[Dataset items]
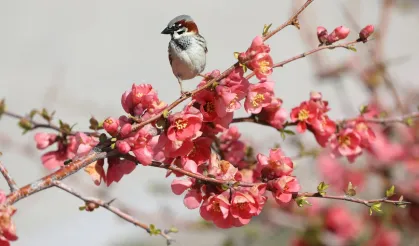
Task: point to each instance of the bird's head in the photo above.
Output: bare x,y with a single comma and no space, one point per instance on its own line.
182,25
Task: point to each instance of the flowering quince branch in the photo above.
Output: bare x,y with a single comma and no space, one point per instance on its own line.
217,171
93,203
347,45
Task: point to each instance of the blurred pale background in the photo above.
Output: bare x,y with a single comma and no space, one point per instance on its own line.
78,57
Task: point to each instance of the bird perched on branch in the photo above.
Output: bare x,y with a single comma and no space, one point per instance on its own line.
187,49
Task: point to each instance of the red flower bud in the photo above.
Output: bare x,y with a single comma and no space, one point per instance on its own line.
322,34
339,33
111,126
366,32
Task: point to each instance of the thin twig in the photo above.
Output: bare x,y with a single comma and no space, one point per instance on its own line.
34,124
291,21
367,203
281,64
10,181
110,208
47,181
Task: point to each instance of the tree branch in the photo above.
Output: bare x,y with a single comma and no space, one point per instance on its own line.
10,181
346,45
110,208
291,21
47,181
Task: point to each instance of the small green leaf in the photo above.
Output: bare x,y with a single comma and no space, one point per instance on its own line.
390,191
351,190
376,207
321,188
409,121
94,124
301,201
266,29
351,48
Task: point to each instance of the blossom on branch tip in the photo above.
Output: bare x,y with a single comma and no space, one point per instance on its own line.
284,187
338,33
366,32
259,96
43,140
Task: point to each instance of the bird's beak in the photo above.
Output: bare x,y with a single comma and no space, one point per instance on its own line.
167,30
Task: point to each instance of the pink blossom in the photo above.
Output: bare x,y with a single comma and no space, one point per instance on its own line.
262,65
201,150
216,208
285,186
96,171
259,96
274,114
54,159
338,33
84,143
304,114
43,140
111,126
180,185
276,165
123,147
366,32
143,143
346,143
243,207
322,34
184,125
117,168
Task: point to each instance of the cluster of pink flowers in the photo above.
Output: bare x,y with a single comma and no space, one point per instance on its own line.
349,140
7,227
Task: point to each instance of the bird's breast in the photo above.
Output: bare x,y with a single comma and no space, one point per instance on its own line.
189,62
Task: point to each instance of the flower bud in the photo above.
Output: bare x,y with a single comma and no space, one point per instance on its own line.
123,147
322,34
339,33
111,125
366,32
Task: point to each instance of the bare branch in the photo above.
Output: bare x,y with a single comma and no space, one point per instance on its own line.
107,205
10,181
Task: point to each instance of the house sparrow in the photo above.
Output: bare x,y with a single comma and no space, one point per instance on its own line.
187,49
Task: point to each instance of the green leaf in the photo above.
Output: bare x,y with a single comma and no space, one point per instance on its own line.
166,113
94,124
283,135
351,48
390,191
351,190
266,29
409,121
301,201
321,188
376,207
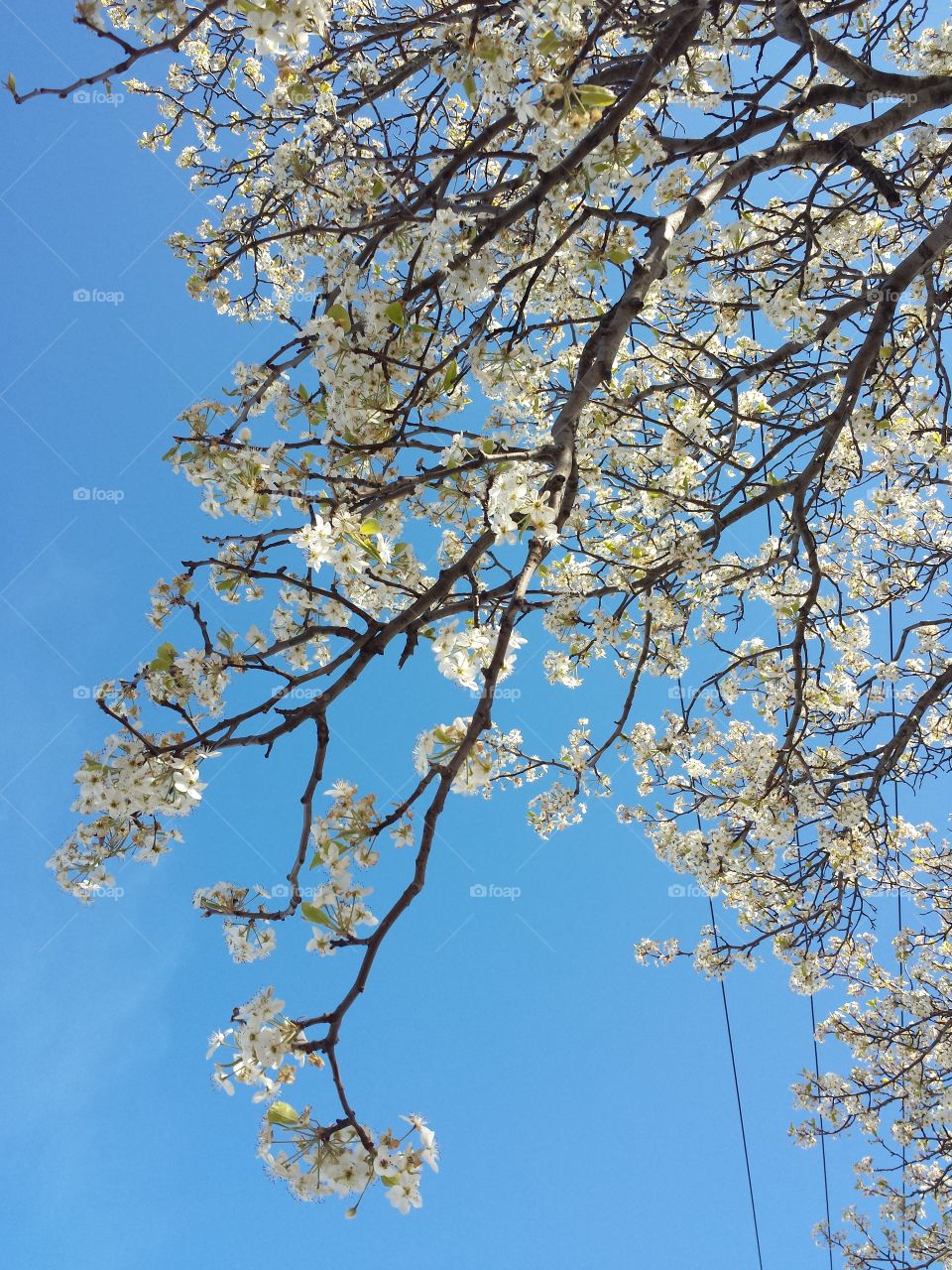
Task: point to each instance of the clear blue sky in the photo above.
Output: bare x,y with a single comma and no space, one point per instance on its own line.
584,1106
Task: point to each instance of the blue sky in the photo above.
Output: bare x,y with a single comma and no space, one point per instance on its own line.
584,1106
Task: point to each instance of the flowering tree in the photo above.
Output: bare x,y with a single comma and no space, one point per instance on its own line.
615,329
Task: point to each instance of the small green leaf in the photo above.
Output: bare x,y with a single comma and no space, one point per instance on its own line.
593,96
395,313
282,1112
315,915
164,658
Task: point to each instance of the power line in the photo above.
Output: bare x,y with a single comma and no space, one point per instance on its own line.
737,1091
730,1046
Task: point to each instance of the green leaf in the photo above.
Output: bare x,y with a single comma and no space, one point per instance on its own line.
282,1112
315,915
593,96
164,658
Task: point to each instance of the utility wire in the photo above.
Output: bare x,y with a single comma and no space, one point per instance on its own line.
730,1046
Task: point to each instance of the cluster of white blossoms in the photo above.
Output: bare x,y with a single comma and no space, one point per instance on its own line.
125,790
245,939
263,1051
344,837
282,28
439,746
462,654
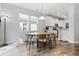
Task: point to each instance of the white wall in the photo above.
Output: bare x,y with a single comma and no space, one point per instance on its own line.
65,34
13,32
76,29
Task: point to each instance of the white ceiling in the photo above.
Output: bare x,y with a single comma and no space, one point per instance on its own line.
47,8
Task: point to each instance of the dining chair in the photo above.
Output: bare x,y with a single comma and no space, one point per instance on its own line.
41,41
31,41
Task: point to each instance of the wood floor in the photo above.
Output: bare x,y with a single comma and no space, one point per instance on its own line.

WHAT IS BEING ASKED:
For each entry, copy the text exactly and leave out any image it carries.

RESULT FOR THIS EXERCISE:
Task: point to each instance of the bird's head in the photo above.
Output: bare x,y with a single comma and no space, one point per instance on its own line.
182,25
Task: point to each instance of the flowering quince branch in the photo above.
Output: bare x,y with a single comma and no space, one point per instance on its own line.
217,171
93,203
347,45
Task: point to each instance of the blurred pale background in the photo above.
Output: bare x,y with a single comma and no space, one point per instance on its own line.
78,57
Task: point to each instance of the bird perched on branch in the photo above.
Output: bare x,y with a single comma and no space, one point per instance on its own line.
187,49
Task: point to each instance of the red flower bud in the photo above.
Output: bare x,y with a single comma and no space, one point per instance on its own line.
322,34
339,33
111,126
366,32
Task: point to each instance of the thin twig in the photo above.
Output: bare x,y with a single comma and no space, one point per instance on its own line.
34,124
291,21
367,203
281,64
10,181
110,208
47,181
Task: point to each instance of the tree branch in the photo above.
Output: bare x,y with a single comma and no space, one point per instance on its own line.
10,181
346,45
110,208
291,21
47,181
Task: point to each instance of the small green leaf in the photo above.
Output: bare x,y with a single comma and no space, one point per instance on its own line.
390,191
351,190
376,207
321,188
409,121
94,124
301,201
266,29
351,48
Task: point to each instance of the blossom on branch tip in the photo above.
Output: bare x,y with a single comma and no space, one point per instance on its own line.
284,187
338,33
366,32
259,96
43,140
Task: point to each instance of the bird's beak in the photo above.
Output: bare x,y with a single comma and no space, one point per instance on its own line.
167,30
Task: point to each instance of the pink blossom in the photo above.
Output: bare x,y with a single comma and no space, one point per instance on its own line.
262,65
201,150
216,208
285,186
96,171
259,96
274,114
54,159
338,33
84,143
304,114
43,140
111,126
180,185
276,165
123,147
366,32
143,143
346,143
243,207
322,34
184,125
117,168
Task: point to each instance of the cluster of pink flowers in the photo above.
Output: bare x,y with a single comma and no space, one point per instance on its own line.
349,140
7,227
Task: point to each instance of the bird's breast in the photo above.
Output: bare x,y with a single comma and no space, one point per instance on its own line.
189,62
Task: point to each instance of the flower bud in the photo above.
Output: bare x,y with a single comma and no space, one point per instance on its own line.
123,147
322,34
339,33
111,125
366,32
Task: point to each instance of the bare branch in the photo above.
Output: bare x,y with a single comma and no space, one point per instance on its own line.
107,205
10,181
Task: point to each instance of the house sparrow in the photo above.
Output: bare x,y with a single comma and no space, one point per instance on its own line.
187,49
Task: point to each instance of the green leaf in the photo above.
Output: bare x,y with a single comma and no space, one point per instance on its own line.
166,113
94,124
283,135
351,48
390,191
351,190
266,29
409,121
301,201
321,188
376,207
Task: point to each instance of the clear blue sky in the photo above.
Output: bare x,y with a single comma and no space, one point per instance on its own line.
584,1106
Task: point to each instance of the blue sky in the photo above.
Output: bare x,y with a single comma and no space, one point per instance on its own line.
584,1106
Task: point to each instance of the flowering tree in the photo above.
Output: bare x,y with a single comma and no space, one point per instance on its own line.
615,329
Task: point to each instance of the small green leaf in the photo above.
Output: bare x,y with a single comma and no space, one point per instance on its own line.
593,96
395,313
282,1112
315,915
164,658
Task: point to each instance of the power line in the photo above.
Output: bare x,y with a single comma and no space, one point per instance on its own line.
737,1091
730,1046
Task: point to each instance of the green leaf in the photo above.
Output: bare x,y with a single comma and no space, one point per instance on its own line.
282,1112
315,915
593,96
164,658
Task: point to each instance of the utility wire in the photo above.
Output: bare x,y with a single comma and no space, one point per instance on its own line.
730,1046
Task: point to each instance of the cluster of white blossoms in the photo above.
Output: bare x,y with a single comma and no space, one point per instance on its own line.
125,790
245,939
263,1051
344,837
282,28
439,746
462,654
Task: point to each instance of the white wall in the photo above.
Output: bare x,y with a single comma and no space, one point per instance on its own line.
65,34
13,32
76,29
Task: point to each instance of the white ceiling in the photo above.
Output: bare x,y with a single comma and no space, one point per instance on its own line.
47,8
Task: point to each instance of the dining chair in the photo above.
Output: bare x,y with a single comma and no space, one point per instance on its own line.
41,41
31,41
Task: point to each instance of the wood floor in the photo above.
Output: bare x,y with a single comma and no space, one point per instance on its own line.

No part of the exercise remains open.